The data:
_ _ _ _ _

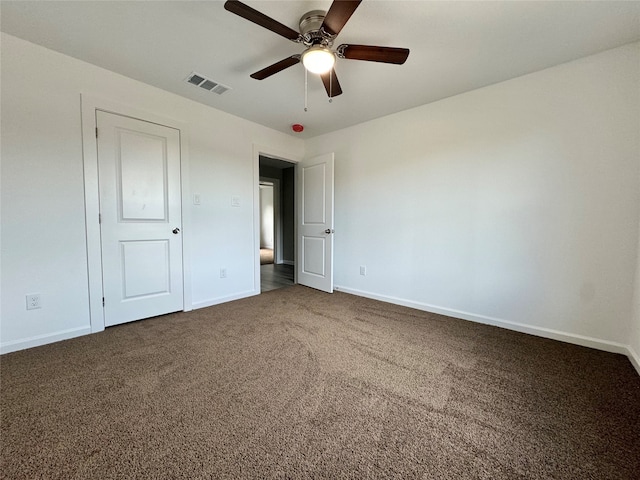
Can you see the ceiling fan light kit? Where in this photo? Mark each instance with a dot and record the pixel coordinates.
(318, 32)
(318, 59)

_ _ _ _ _

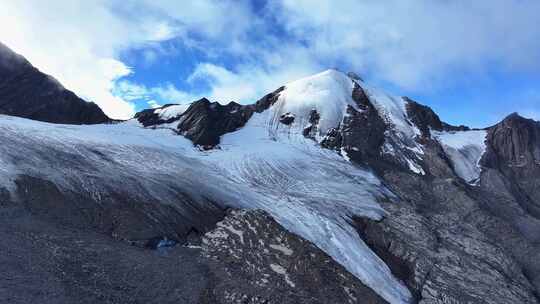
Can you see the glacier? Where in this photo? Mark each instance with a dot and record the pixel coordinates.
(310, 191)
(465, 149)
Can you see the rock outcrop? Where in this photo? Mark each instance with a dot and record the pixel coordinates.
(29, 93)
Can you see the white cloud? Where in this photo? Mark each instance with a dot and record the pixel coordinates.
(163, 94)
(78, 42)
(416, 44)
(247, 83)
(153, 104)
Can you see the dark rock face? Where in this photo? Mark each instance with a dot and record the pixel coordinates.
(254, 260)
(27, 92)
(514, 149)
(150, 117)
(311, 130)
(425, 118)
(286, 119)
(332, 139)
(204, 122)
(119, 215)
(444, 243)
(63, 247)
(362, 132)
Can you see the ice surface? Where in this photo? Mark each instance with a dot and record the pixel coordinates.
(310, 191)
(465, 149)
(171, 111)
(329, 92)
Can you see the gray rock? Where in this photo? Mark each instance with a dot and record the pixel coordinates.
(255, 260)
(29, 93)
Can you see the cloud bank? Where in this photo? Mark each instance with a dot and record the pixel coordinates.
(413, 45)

_ _ _ _ _

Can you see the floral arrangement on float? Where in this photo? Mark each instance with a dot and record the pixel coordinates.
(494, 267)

_ _ _ _ _

Written instruction: Extract each line of the material above that contains the string "cloud". Case counts.

Result below:
Can you see the white cloud? Where in this photo? Mark each instance with a dot and record the pixel coordinates.
Can you see the cloud bank? Where in this photo? Mark each instance with a dot and record the pixel coordinates.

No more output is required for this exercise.